Given instruction: Please count the lines below that contain the word "backhoe", and give only the number.

Extracted entries:
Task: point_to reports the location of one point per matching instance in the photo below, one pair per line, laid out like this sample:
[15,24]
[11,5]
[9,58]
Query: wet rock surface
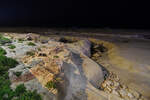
[77,76]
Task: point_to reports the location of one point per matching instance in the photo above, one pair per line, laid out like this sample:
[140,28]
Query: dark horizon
[70,13]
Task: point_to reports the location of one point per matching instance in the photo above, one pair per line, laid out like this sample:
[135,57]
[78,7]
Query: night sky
[73,13]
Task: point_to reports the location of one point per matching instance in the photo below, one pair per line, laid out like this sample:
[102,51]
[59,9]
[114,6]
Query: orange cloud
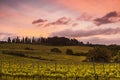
[95,7]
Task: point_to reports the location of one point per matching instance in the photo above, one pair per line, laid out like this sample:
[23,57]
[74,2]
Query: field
[41,64]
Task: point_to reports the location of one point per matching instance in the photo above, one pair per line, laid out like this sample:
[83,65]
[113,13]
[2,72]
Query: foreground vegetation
[54,61]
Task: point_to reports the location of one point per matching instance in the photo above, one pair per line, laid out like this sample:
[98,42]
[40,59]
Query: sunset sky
[96,21]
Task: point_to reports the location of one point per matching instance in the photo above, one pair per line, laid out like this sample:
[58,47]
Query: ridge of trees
[55,41]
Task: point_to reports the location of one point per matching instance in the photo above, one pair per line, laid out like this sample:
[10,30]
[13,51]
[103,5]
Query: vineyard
[61,71]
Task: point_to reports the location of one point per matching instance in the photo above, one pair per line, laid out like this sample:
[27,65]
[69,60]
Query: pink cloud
[95,7]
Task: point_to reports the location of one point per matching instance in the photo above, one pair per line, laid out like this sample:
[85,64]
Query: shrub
[56,50]
[69,52]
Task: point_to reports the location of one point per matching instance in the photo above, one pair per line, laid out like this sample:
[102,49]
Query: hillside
[41,52]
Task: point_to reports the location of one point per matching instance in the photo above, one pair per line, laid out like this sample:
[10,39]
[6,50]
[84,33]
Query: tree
[117,57]
[9,40]
[99,54]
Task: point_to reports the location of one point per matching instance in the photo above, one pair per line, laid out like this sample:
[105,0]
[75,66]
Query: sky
[96,21]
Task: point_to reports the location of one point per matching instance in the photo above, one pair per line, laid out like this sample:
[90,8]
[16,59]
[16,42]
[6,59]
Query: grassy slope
[44,51]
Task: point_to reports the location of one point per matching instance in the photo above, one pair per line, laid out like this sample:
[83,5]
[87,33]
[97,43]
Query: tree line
[55,41]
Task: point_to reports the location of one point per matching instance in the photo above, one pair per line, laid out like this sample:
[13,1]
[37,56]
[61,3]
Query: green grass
[46,63]
[44,52]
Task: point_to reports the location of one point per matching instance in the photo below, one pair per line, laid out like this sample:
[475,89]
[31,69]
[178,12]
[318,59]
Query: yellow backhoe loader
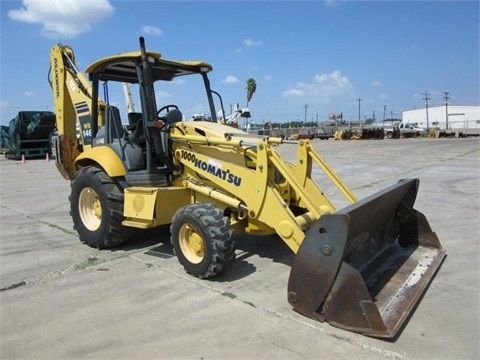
[362,268]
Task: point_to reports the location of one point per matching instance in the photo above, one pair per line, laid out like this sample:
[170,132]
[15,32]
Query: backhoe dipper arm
[72,96]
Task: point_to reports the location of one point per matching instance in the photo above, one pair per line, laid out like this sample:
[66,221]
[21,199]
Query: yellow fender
[105,157]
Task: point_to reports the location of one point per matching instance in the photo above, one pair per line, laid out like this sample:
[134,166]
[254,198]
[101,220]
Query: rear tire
[202,239]
[96,207]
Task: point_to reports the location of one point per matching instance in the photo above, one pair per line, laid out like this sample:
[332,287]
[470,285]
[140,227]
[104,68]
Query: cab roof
[122,67]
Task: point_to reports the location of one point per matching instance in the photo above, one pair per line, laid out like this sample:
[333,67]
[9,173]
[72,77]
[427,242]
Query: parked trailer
[30,134]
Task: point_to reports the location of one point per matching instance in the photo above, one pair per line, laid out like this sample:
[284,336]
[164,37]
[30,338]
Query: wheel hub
[191,244]
[90,209]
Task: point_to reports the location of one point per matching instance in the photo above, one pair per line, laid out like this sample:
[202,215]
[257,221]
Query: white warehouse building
[460,117]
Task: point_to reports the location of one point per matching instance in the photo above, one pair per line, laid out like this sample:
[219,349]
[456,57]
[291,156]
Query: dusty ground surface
[62,300]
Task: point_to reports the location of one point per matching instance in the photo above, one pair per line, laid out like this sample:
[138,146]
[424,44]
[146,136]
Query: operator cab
[143,143]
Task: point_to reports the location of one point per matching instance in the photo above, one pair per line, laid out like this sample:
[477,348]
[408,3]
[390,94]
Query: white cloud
[230,79]
[62,18]
[152,30]
[324,87]
[250,42]
[161,95]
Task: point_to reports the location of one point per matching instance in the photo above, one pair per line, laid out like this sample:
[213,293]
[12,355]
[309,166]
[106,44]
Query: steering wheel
[166,107]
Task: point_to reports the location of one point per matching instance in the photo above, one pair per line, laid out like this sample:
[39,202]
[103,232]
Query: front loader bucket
[364,268]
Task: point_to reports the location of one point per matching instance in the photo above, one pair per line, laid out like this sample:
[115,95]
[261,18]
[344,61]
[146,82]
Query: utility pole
[446,98]
[426,98]
[305,120]
[359,108]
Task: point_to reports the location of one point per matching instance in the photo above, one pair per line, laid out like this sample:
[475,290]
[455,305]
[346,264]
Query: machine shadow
[156,242]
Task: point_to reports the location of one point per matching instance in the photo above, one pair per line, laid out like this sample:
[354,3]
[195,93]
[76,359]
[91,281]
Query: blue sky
[324,54]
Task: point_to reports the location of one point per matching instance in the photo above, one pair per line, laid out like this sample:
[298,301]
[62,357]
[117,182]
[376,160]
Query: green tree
[251,88]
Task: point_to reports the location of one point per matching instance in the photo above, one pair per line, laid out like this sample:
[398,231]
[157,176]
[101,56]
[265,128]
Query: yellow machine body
[362,268]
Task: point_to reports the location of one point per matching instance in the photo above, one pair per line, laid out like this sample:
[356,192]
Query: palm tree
[251,88]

Result: 2